■ WORK INSTRUCTIONS: Return all of the entries, keeping every word and mark as it is.

===== EXERCISE DATA =====

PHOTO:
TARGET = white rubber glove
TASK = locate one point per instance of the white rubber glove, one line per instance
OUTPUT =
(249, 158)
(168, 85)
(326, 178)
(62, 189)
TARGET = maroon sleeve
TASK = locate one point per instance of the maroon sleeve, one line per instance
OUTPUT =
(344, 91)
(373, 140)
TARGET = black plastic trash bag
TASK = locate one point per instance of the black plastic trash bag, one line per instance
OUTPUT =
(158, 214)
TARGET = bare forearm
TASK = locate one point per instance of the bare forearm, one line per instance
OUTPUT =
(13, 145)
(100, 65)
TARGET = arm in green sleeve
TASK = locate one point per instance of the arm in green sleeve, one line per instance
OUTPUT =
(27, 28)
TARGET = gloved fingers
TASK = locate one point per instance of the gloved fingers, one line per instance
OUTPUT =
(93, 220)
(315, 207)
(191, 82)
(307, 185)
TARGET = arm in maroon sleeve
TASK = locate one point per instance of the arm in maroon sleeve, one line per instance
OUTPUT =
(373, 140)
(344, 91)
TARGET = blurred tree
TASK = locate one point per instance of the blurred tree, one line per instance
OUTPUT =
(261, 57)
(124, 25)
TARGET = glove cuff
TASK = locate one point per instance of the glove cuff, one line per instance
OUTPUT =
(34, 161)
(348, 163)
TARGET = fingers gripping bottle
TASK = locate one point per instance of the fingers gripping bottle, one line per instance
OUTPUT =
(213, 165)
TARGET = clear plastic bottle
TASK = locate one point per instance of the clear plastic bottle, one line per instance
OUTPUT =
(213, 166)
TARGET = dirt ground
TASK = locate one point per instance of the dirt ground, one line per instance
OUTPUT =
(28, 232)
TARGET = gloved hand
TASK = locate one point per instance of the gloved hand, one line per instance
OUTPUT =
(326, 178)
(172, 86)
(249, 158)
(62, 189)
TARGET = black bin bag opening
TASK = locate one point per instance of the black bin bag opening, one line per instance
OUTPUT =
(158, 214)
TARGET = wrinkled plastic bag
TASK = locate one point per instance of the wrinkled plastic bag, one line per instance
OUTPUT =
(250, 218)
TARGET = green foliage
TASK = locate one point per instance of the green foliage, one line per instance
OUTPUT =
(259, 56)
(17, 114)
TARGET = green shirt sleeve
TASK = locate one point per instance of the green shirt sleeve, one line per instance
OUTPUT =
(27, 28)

=====

■ ANSWER TO THE PROBLEM:
PHOTO:
TARGET = white rubber glove
TASK = locate one point per instance of the white rubber glove, one line per instance
OUTPUT =
(249, 158)
(168, 85)
(326, 178)
(62, 189)
TARGET = maroon sleeve
TASK = locate one point per instance of the maroon sleeve, one line per instance
OUTPUT =
(344, 91)
(373, 140)
TARGET = black plastic trash bag
TASK = locate one point per instance of the black plastic trash bag, one line per instance
OUTPUT =
(158, 214)
TARGET = bare forearm
TASK = locate one point per instance of the bare forearm, one line per instance
OUTPUT =
(13, 145)
(100, 65)
TARGET = arm in green sleeve
TASK = locate one point per instance of the arm in green sleeve, one line per instance
OUTPUT =
(27, 28)
TARGET = gloved fingers
TASK = locate one point per instance of the gloved fingers, one line per instance
OUTPUT =
(93, 220)
(315, 207)
(191, 82)
(307, 185)
TARGET = arm in maroon sleeve
TASK = locate one point per instance of the arm in maroon sleeve, one line per instance
OUTPUT =
(373, 140)
(344, 91)
TARGET = blurred tree
TASK = locate one point per instance of the blurred tree, one line per instance
OUTPUT =
(261, 57)
(124, 25)
TARGET = glove cuff
TASK = locate one point per instance of the glove cuff, one line per instance
OUTPUT =
(34, 161)
(348, 163)
TARGET = fingers gripping bottle
TASK = locate one point per instance of the fingers gripping bottle, one line per instance
OUTPUT =
(213, 165)
TARGET = clear plastic bottle
TASK = locate one point per instance of the clear plastic bottle, one line per instance
OUTPUT =
(213, 166)
TARGET = dirt ground
TASK = locate one point per instance of the dirt ground, one line per instance
OUTPUT =
(28, 232)
TARGET = gloved hand
TASK = locate one point per instance of the gloved hand, one line per instance
OUTPUT =
(326, 178)
(172, 86)
(249, 158)
(62, 189)
TARGET = black bin bag opening
TASK = locate one point per instance of the black bin bag opening, one line per instance
OUTPUT =
(158, 214)
TARGET = wrinkled plastic bag
TASK = locate one point per instance of the wrinkled plastic bag, one line per instance
OUTPUT =
(250, 218)
TARGET = green foliage
TASK = locate one point per instance of the green foliage, one line per instance
OUTPUT =
(259, 56)
(17, 114)
TARGET = green shirt sleeve
TASK = locate one point per instance of the green shirt sleeve, one line per instance
OUTPUT =
(27, 28)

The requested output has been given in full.